What needs to be done:
Your task is to extract the lines from the one holding "Trace the outline of every instance of the nandina" through the end of the material. Set them down exactly and add nothing.

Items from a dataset

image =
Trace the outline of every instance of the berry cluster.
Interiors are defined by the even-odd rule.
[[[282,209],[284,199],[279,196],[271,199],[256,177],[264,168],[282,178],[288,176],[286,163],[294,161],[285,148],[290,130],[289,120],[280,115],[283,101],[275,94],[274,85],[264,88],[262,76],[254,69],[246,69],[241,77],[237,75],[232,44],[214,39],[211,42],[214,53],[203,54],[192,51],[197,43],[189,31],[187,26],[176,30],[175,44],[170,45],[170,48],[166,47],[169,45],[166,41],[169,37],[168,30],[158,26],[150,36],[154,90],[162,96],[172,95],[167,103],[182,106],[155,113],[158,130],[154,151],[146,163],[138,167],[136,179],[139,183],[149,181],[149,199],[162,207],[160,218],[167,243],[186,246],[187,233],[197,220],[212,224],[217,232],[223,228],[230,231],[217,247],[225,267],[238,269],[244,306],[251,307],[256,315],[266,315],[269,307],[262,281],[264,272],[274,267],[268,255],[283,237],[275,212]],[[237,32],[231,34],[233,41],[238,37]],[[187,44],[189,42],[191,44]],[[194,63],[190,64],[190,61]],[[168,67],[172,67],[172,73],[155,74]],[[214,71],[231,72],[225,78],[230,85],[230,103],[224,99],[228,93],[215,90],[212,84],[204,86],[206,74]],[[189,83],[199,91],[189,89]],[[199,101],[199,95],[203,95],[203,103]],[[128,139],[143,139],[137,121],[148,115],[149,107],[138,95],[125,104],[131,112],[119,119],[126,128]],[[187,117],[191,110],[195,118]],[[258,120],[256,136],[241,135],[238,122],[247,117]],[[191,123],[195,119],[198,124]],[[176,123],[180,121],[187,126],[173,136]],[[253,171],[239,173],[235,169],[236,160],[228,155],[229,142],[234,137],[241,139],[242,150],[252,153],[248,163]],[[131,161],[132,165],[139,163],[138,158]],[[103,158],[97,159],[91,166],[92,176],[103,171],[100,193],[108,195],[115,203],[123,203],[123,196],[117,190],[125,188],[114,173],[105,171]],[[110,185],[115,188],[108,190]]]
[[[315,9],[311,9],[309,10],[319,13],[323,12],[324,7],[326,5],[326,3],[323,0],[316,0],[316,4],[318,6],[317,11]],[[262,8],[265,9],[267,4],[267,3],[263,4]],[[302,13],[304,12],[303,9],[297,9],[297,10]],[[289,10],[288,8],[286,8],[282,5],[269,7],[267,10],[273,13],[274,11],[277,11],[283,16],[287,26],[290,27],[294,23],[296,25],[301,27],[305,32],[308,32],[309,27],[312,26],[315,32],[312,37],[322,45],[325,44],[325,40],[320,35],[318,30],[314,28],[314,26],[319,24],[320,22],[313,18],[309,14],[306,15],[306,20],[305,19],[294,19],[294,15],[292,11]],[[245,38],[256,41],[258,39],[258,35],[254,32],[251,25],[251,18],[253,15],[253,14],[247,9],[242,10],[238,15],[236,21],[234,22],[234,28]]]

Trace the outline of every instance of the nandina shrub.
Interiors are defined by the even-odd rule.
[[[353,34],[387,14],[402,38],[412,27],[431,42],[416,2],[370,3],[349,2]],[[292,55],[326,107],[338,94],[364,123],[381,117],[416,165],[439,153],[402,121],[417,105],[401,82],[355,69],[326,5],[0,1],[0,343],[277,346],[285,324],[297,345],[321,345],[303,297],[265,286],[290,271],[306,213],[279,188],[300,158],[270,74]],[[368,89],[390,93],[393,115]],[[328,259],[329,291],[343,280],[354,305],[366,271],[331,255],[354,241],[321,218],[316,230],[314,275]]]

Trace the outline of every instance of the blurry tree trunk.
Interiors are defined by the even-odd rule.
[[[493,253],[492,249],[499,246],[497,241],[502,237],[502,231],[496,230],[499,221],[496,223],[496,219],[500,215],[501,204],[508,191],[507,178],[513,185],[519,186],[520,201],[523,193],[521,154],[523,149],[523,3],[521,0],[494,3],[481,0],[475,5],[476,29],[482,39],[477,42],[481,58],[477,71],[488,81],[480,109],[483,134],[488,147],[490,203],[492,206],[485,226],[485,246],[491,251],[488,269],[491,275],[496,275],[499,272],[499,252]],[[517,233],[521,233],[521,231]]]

Final result:
Trace the outline of every instance of the nandina shrub.
Interiors are defined by the even-odd rule.
[[[353,34],[387,14],[402,38],[412,27],[431,42],[416,2],[370,3],[349,2]],[[292,55],[326,107],[338,94],[364,123],[381,117],[416,165],[439,153],[402,121],[417,105],[401,82],[355,69],[326,5],[0,1],[0,343],[277,346],[285,324],[297,345],[321,345],[303,297],[265,286],[290,271],[306,213],[279,188],[300,158],[270,74]],[[368,89],[390,93],[393,115]],[[328,259],[329,291],[343,280],[354,305],[366,271],[331,255],[354,241],[321,218],[316,230],[314,275]]]

Trace the outline of every instance of the blurry tree trunk.
Interiors are defined by the even-odd rule.
[[[493,253],[492,249],[499,246],[497,241],[502,237],[502,231],[496,230],[499,221],[496,223],[496,219],[500,215],[501,204],[508,191],[507,178],[513,185],[519,186],[520,201],[523,193],[521,154],[523,149],[523,3],[521,0],[494,3],[481,0],[475,5],[476,29],[482,39],[477,42],[481,58],[477,71],[488,81],[480,109],[483,134],[488,147],[490,203],[492,206],[485,226],[485,246],[491,251],[488,269],[491,275],[496,275],[499,272],[499,252]],[[517,233],[521,233],[521,231]]]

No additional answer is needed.